#### Supplied passage
"""
It would’ve been considered science fiction just a few years ago, but these days it’s possible to bring a family member or friend to a bridal fitting, even if he or she lives thousands of miles away.
    And of course it’s not sci-fi, but something most of us have at least heard of: Skype and Facetime.
    “Skype and Facetime have really been a wonderful option to allow brides to interact with relatives or friends that are unable to be at the appointment,” says Amy Berend, owner of Bridal Boutique in Lewisville, Texas. “They are both a huge contributor to closing sales.”
    Of course this is only one example of the way bridal retailers are using today’s technology to enhance the customer experience. Read on for six creative uses of cutting-edge apps and sites that all salons should integrate today.

1. Skype and Facetime. Getting a mother’s or best friend’s seal of approval and reassurance, even if she is not physically present, can close a deal, says Natalie Bauer, who co-owns Bella Bianca Bridal Couture in Chicago with her sister, Melissa Russell.
    “In Chicago we have a lot of brides who live here but their families are not and they want this to be a process their loved ones are part of,” she says. “It certainly helps brides come to a decision. It also helps if the bride is up against a time frame – and this technology does help put the bride at ease.”
    Skype and Facetime aren’t foolproof, however.
    “Sometimes they’re not as thrilled as the bride about a gown so she doesn’t buy anything, although ultimately it does lead to a happy bride,” Bauer says. “And we feel at least we’ve done everything we can to bring this together.”
    Bella Bianca brides don’t use Skype and Facetime only for the initial purchase, but throughout the fitting process, too.
"""
#### Extracted material
"""
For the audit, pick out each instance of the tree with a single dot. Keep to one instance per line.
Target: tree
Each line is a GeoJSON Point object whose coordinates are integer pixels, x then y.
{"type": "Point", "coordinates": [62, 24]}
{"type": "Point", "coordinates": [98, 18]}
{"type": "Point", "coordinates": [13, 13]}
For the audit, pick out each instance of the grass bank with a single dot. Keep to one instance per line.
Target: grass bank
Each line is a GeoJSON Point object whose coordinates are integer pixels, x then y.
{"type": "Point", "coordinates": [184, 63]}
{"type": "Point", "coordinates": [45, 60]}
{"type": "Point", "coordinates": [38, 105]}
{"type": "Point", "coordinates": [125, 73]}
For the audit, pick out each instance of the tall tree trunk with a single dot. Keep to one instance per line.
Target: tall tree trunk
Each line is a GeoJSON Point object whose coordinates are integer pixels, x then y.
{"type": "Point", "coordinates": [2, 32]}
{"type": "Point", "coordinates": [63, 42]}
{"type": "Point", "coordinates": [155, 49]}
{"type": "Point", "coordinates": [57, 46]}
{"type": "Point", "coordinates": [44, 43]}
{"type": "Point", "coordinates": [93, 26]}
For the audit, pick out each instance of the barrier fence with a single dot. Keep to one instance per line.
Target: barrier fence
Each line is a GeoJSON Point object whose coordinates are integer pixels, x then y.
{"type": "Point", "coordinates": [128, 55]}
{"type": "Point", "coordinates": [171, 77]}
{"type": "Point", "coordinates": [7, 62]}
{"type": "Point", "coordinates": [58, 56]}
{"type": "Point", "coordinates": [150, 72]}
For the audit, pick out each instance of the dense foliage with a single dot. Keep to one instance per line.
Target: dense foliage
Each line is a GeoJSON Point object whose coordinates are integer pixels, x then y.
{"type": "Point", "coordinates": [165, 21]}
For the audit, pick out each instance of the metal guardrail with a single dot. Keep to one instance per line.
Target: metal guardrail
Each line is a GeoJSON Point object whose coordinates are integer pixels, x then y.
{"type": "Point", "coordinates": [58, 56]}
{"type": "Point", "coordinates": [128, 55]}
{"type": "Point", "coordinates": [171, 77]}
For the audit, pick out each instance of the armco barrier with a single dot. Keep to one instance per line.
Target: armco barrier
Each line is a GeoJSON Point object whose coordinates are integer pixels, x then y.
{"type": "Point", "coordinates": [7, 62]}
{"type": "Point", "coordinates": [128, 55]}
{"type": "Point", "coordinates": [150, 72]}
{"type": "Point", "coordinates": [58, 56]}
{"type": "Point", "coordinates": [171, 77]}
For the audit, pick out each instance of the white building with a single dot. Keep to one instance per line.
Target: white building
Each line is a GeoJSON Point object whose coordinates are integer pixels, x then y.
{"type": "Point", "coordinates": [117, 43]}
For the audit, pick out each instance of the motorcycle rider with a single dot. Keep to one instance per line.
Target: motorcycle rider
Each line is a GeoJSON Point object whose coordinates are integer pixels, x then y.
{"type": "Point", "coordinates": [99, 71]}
"""
Please carry on the article about bridal salons using technology, picking up right after its final sentence.

    “When a gown is finally fitting as it should, customers often call someone to get a final opinion,” Bauer says.
    This also means the store’s employees can include the person on Skype or Facetime in their short tutorial on how to bustle the gown.
    Bridal Boutique sees brides using Skype or Facetime fairly regularly – at least one client on a busy Saturday will request it, according to Berend. And while it does slow down appointments a little, “it facilitates sales as it helps the bride feel complete when all decision makers are present,” she says.

2. Multi-use tablets. Bridal Boutique introduced three tablets in January 2015, with the goal of smoothing the transition to closing a sale. It started with a point-of-purchase app, which allows them to run a credit card while with the bride rather than leaving her.
    Never leaving the bride’s side means there’s less chance of her changing her mind or delaying the purchase to another day.
    Having the tablets immediately at hand saves time in two ways: Since brides aren’t changing their minds they’re not coming back for a second appointment when they’ve thought things over; and employees aren’t walking across the store to reach the cash register.
    The tablets also have another use.
    “We can take pictures with them and show the girls details of the dress they can’t see, like the back,” Berend says. “When their moms take pictures with their phones from their chair they’re at a terrible angle. It’s much better with these tablets, and you have a bigger screen than on a phone, too.”
    Bella Bianca employees approach this from the opposite direction and use the tablets before women have even tried a gown on. They pull up photographs of what’s in stock before fetching everything from the rack, which saves a lot of time and keeps the employee with the bride.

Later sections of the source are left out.